**Exercise directions:** Reproduce word for word the portion of the Greenwich passage that opens with the words "With astonishing foresight, when" and closes with "Britain's revered bankers.".

**Provided text:**

● ● ● ●

Royal view

With astonishing foresight, when Christopher Wren designed his 1696 Royal Hospital for Seamen at Greenwich (which in 1873 became the Royal Naval College), he planned a lawn between the two wings. This should, in due course, have enabled the Queen to gaze over the trees and across the Thames from her Greenwich palace (behind my camera) towards the splendidly illuminated Canary Wharf, home to Britain's revered bankers.

Unfortunately, before anyone had enough steel and glass to build Canary Wharf, the medieval dockyards near the Tower of London proved too congested and insecure for expanding trade, and new docks were built right where Canary Wharf was supposed to be. Expansion continued throughout the nineteenth century and by the middle of the twentieth the busy docks with their countless spiky cranes seemed a permanent feature. Aged 11, not far from here, I spent several school geography lessons drawing a meticulous map of London's docks and learning that the West India Dock was where sugar, coffee and rum arrived from the Caribbean; that St Katharine Dock was built to export wool and bring in tea from India and China as well as wine, ostrich feathers, ivory, turtles and spices; that grain arrived at Millwall Dock and timber at the Surrey Docks; and the Victoria Dock was the first dock designed to receive steam ships and be connected to the railway network.

● ● ● ●

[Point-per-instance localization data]
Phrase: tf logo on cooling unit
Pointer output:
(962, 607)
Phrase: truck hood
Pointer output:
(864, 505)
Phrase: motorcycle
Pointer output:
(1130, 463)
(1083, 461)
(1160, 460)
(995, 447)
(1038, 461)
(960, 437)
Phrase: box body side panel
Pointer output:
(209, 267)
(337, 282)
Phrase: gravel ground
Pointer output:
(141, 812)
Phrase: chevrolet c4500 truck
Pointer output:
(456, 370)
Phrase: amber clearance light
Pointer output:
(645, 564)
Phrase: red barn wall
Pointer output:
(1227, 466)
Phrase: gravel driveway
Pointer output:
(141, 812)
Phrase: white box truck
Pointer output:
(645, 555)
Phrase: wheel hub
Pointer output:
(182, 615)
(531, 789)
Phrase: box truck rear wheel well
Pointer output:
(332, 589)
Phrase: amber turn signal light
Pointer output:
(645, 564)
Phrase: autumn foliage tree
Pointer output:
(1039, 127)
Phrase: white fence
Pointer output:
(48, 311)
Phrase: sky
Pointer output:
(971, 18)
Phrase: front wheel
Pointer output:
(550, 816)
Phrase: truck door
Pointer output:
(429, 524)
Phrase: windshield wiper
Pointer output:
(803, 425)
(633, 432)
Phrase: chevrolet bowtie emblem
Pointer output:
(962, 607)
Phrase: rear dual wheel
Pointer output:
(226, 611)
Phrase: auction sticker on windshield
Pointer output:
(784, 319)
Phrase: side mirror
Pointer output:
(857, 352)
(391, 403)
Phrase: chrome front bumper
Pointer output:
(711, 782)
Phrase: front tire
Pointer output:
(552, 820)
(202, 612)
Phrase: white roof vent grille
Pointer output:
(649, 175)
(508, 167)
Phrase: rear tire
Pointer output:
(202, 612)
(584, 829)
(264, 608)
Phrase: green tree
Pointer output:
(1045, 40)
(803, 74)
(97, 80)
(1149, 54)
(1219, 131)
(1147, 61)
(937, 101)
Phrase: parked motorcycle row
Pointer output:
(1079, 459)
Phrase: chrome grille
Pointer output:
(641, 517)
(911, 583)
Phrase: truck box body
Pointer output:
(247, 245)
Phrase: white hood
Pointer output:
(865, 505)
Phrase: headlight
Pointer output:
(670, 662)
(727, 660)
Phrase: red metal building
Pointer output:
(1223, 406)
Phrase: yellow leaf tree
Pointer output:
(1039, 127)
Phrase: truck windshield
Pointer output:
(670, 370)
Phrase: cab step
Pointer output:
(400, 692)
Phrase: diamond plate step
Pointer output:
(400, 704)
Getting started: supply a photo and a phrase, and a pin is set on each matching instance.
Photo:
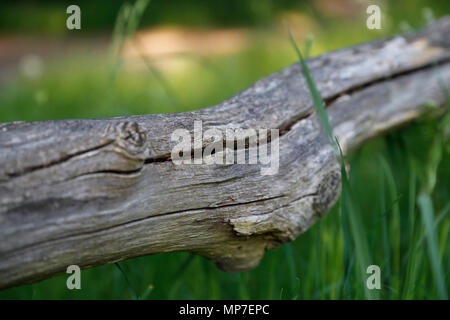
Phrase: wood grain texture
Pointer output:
(91, 192)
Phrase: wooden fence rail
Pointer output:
(96, 191)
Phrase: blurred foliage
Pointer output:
(386, 174)
(49, 16)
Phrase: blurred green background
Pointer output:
(190, 54)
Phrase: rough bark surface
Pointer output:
(91, 192)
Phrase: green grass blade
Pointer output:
(427, 212)
(131, 290)
(318, 103)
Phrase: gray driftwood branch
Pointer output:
(91, 192)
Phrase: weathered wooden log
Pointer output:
(91, 192)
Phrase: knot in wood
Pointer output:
(131, 136)
(328, 191)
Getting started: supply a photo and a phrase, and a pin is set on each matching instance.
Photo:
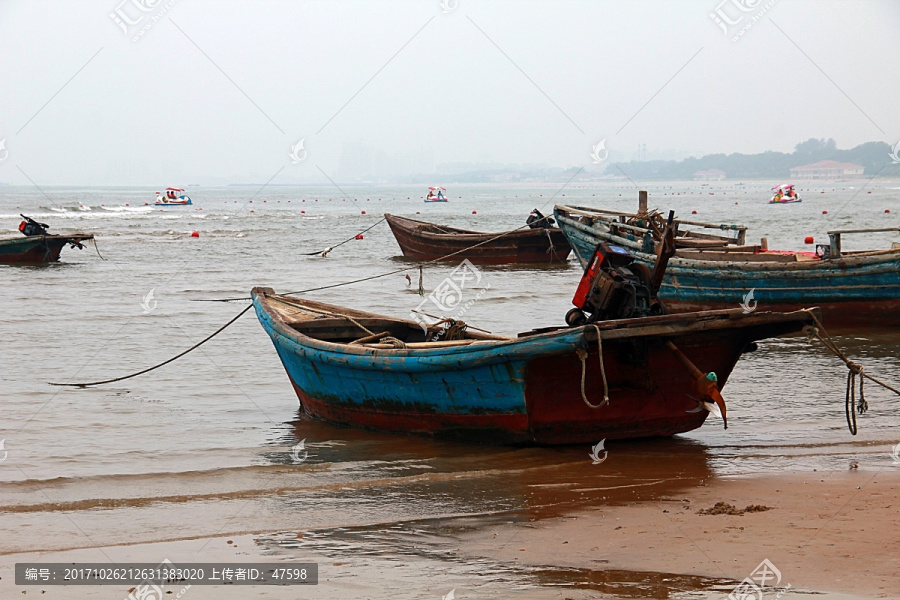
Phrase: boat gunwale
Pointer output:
(457, 233)
(887, 257)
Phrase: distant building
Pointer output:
(711, 175)
(827, 169)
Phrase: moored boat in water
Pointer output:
(37, 246)
(711, 272)
(785, 194)
(173, 197)
(546, 386)
(427, 241)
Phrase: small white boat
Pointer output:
(785, 194)
(173, 197)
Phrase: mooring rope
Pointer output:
(854, 370)
(324, 252)
(582, 355)
(154, 367)
(316, 289)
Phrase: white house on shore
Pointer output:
(827, 169)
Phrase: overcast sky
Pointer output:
(221, 91)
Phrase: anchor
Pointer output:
(706, 385)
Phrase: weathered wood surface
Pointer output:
(427, 241)
(853, 289)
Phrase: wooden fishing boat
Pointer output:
(366, 370)
(38, 249)
(712, 271)
(427, 241)
(37, 246)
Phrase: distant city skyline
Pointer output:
(147, 93)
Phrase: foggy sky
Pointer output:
(221, 91)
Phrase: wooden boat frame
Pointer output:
(38, 249)
(421, 240)
(851, 288)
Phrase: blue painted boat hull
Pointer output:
(515, 390)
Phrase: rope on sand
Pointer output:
(854, 370)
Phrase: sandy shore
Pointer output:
(825, 532)
(832, 533)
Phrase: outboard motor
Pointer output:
(31, 227)
(615, 286)
(538, 221)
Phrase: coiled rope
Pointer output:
(316, 289)
(582, 355)
(854, 371)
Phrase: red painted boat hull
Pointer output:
(846, 314)
(425, 241)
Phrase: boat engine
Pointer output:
(536, 220)
(31, 227)
(615, 286)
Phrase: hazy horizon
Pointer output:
(178, 92)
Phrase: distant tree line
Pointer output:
(874, 156)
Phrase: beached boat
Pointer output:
(37, 246)
(173, 197)
(366, 370)
(427, 241)
(713, 271)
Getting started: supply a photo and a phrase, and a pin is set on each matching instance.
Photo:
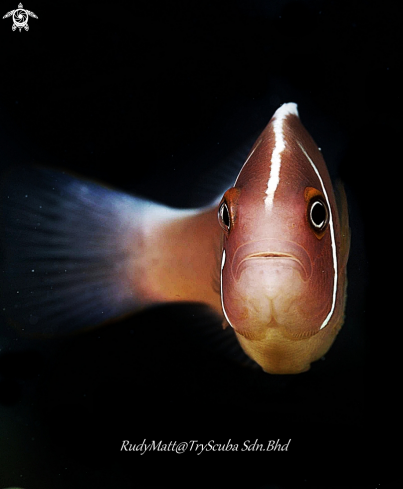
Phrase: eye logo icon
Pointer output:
(20, 17)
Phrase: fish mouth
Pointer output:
(289, 252)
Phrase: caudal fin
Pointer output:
(67, 251)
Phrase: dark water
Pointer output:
(149, 97)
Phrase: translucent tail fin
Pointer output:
(67, 249)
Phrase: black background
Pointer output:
(147, 97)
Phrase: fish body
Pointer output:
(284, 260)
(76, 254)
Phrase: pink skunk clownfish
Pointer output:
(76, 254)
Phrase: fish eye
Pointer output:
(318, 214)
(224, 217)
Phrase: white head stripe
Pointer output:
(279, 146)
(247, 159)
(222, 297)
(333, 242)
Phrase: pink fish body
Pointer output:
(283, 270)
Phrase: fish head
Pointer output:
(281, 233)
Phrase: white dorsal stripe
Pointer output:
(332, 239)
(279, 146)
(222, 296)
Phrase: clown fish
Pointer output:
(269, 256)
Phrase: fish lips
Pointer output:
(272, 249)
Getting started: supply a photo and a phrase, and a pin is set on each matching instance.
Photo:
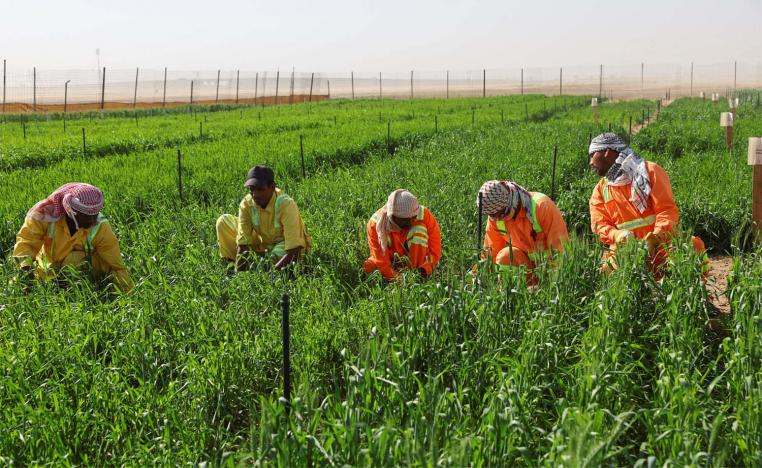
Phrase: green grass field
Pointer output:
(587, 370)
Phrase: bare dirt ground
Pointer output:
(717, 284)
(720, 266)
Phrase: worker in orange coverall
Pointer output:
(403, 235)
(520, 223)
(633, 200)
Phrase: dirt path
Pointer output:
(717, 284)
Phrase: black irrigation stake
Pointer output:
(179, 173)
(285, 305)
(553, 175)
(479, 225)
(301, 152)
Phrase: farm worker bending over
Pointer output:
(520, 223)
(403, 235)
(268, 223)
(633, 200)
(67, 229)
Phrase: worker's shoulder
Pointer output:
(376, 216)
(655, 169)
(542, 201)
(285, 202)
(247, 201)
(598, 186)
(103, 229)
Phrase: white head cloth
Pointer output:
(629, 169)
(401, 204)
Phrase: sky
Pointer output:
(371, 36)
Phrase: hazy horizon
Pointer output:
(368, 37)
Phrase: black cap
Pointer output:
(259, 176)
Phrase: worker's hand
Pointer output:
(624, 236)
(26, 277)
(652, 242)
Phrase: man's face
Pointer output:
(601, 161)
(85, 221)
(262, 195)
(403, 223)
(499, 214)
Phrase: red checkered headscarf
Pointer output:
(68, 198)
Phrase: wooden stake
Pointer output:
(103, 89)
(179, 173)
(553, 175)
(479, 225)
(237, 83)
(286, 346)
(312, 82)
(301, 152)
(756, 200)
(217, 94)
(135, 96)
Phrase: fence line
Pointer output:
(42, 90)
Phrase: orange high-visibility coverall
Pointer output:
(417, 247)
(511, 245)
(612, 214)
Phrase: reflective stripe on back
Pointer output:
(94, 232)
(501, 227)
(52, 236)
(535, 223)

● ● ● ●

**Output for this task:**
With astonishing foresight, when Christopher Wren designed his 1696 Royal Hospital for Seamen at Greenwich (which in 1873 became the Royal Naval College), he planned a lawn between the two wings. This should, in due course, have enabled the Queen to gaze over the trees and across the Thames from her Greenwich palace (behind my camera) towards the splendidly illuminated Canary Wharf, home to Britain's revered bankers.